- **WORK INSTRUCTION**
Please give the part of the listing below from its first line through the line containing "box: [358, 329, 397, 537]" as a JSON list of strings, one string per line, leaving out blank lines.

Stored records
------------------------------

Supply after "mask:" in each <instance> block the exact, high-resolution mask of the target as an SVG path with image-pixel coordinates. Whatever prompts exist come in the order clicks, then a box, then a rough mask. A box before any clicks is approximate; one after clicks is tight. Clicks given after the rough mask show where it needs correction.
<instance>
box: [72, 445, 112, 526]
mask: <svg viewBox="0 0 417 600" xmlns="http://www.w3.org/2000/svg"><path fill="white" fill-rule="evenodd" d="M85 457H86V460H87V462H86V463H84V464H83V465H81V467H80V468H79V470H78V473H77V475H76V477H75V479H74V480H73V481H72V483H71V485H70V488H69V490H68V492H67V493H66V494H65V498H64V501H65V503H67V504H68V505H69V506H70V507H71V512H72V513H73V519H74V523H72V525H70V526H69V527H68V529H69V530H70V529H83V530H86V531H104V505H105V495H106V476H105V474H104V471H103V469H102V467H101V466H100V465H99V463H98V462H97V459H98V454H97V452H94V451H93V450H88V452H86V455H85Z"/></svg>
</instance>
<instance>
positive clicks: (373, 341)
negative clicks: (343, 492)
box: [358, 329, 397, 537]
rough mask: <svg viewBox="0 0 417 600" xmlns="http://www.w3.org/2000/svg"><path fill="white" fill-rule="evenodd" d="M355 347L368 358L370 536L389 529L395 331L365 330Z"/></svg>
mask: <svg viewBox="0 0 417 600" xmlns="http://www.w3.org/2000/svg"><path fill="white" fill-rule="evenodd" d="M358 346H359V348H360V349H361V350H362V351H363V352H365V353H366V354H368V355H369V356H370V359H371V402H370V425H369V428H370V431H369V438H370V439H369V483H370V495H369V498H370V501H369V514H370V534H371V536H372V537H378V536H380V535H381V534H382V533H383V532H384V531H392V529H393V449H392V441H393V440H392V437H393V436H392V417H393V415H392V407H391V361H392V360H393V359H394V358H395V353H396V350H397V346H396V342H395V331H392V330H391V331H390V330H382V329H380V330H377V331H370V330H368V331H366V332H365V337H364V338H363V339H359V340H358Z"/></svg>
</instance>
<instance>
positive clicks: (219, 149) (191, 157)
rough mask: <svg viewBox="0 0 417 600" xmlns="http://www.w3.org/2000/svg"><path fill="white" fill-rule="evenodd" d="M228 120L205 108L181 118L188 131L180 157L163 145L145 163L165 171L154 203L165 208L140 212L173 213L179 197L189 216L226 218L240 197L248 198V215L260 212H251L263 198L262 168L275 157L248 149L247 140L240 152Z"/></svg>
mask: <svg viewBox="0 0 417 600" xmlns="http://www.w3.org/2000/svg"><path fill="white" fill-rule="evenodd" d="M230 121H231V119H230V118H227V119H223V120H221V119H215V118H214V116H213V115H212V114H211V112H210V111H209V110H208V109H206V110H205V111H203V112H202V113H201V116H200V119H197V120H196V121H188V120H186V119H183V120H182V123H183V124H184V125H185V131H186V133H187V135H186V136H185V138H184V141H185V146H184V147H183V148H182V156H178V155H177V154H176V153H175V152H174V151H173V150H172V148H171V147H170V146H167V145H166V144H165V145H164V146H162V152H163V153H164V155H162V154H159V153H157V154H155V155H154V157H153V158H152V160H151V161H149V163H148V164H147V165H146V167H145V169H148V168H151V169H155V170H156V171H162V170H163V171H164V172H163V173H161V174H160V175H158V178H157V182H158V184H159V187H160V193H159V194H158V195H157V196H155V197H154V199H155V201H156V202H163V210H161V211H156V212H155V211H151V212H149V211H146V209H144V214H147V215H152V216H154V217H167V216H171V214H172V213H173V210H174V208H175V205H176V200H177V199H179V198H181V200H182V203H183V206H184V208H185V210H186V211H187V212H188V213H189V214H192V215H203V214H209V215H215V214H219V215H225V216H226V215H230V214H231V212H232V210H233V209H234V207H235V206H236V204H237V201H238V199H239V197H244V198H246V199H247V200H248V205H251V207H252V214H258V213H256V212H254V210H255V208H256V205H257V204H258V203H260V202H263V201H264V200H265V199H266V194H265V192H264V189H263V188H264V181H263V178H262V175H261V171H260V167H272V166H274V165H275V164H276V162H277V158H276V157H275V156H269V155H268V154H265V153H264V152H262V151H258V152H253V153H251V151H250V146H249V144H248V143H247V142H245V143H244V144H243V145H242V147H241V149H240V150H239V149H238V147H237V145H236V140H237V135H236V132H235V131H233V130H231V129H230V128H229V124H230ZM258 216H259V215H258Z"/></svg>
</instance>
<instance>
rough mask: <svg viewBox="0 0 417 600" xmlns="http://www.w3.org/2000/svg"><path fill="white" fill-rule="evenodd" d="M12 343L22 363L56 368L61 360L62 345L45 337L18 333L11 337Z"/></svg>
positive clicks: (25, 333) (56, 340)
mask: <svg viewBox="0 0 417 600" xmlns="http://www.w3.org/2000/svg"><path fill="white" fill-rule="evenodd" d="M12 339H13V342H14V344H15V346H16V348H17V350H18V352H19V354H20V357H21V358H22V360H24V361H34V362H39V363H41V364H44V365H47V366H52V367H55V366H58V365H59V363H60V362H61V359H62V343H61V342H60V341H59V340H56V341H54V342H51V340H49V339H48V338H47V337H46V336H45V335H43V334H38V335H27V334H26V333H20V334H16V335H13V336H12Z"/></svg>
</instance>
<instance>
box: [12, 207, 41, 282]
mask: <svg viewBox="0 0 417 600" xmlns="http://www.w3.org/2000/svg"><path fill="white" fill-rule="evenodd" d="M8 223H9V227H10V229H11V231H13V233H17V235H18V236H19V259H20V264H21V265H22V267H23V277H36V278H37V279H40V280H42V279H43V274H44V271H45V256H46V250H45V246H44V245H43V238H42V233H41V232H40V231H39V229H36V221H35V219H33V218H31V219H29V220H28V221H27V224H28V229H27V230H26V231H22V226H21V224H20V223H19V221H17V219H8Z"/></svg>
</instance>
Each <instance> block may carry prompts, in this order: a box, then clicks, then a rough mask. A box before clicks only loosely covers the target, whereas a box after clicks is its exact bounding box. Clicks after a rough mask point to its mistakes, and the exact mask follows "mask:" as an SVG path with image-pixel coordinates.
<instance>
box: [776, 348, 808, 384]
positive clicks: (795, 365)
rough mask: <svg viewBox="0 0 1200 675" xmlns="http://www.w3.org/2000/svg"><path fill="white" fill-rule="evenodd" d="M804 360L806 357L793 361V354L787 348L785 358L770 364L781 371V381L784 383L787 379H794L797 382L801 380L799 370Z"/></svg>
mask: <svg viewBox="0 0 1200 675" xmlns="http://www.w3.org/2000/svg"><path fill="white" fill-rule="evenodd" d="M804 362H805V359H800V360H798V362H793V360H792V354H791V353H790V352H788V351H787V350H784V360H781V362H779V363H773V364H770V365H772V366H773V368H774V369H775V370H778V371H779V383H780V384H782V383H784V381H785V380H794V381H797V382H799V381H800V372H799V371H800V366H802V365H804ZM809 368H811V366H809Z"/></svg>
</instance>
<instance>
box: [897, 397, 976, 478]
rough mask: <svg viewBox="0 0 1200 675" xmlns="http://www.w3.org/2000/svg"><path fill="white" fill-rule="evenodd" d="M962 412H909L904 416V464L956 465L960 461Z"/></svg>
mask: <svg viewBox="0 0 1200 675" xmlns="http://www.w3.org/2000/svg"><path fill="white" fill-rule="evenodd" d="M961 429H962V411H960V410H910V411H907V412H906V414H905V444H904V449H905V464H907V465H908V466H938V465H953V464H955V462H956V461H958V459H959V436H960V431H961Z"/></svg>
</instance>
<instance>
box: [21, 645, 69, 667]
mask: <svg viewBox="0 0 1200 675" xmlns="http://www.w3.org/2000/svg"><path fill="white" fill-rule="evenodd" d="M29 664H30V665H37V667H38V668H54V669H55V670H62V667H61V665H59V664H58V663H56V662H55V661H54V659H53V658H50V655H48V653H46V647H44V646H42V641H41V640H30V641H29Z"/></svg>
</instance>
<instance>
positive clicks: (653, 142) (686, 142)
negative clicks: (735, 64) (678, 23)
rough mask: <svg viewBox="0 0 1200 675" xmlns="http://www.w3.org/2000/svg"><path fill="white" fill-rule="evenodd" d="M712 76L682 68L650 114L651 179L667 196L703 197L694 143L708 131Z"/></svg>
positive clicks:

------------------------------

- **ANSWER**
[
  "Supply after \"mask:\" in each <instance> block the exact, high-resolution mask of the target as an SVG path with image-pixel coordinates. Whatever prompts exist come in the order clicks, then a box, then a rough mask. A box before any clicks is approximate; one after clicks is tight. Clicks given after the rough mask show where it needs correction.",
  "<instance>",
  "box: [72, 445, 112, 526]",
  "mask: <svg viewBox=\"0 0 417 600\" xmlns=\"http://www.w3.org/2000/svg\"><path fill=\"white\" fill-rule=\"evenodd\" d=\"M85 457H86V460H87V462H86V463H84V464H83V465H81V467H80V468H79V470H78V473H77V475H76V477H75V479H74V480H73V481H72V483H71V485H70V488H69V490H68V492H67V493H66V494H65V498H64V501H65V503H67V504H68V505H69V506H70V507H71V512H72V513H73V519H74V523H72V525H70V526H69V527H68V529H69V530H70V529H83V530H86V531H104V505H105V495H106V476H105V474H104V471H103V469H102V467H101V466H100V465H99V463H98V462H97V459H98V454H97V452H94V451H93V450H88V452H86V455H85Z\"/></svg>",
  "</instance>",
  "<instance>",
  "positive clicks: (373, 341)",
  "negative clicks: (343, 492)",
  "box: [358, 329, 397, 537]"
]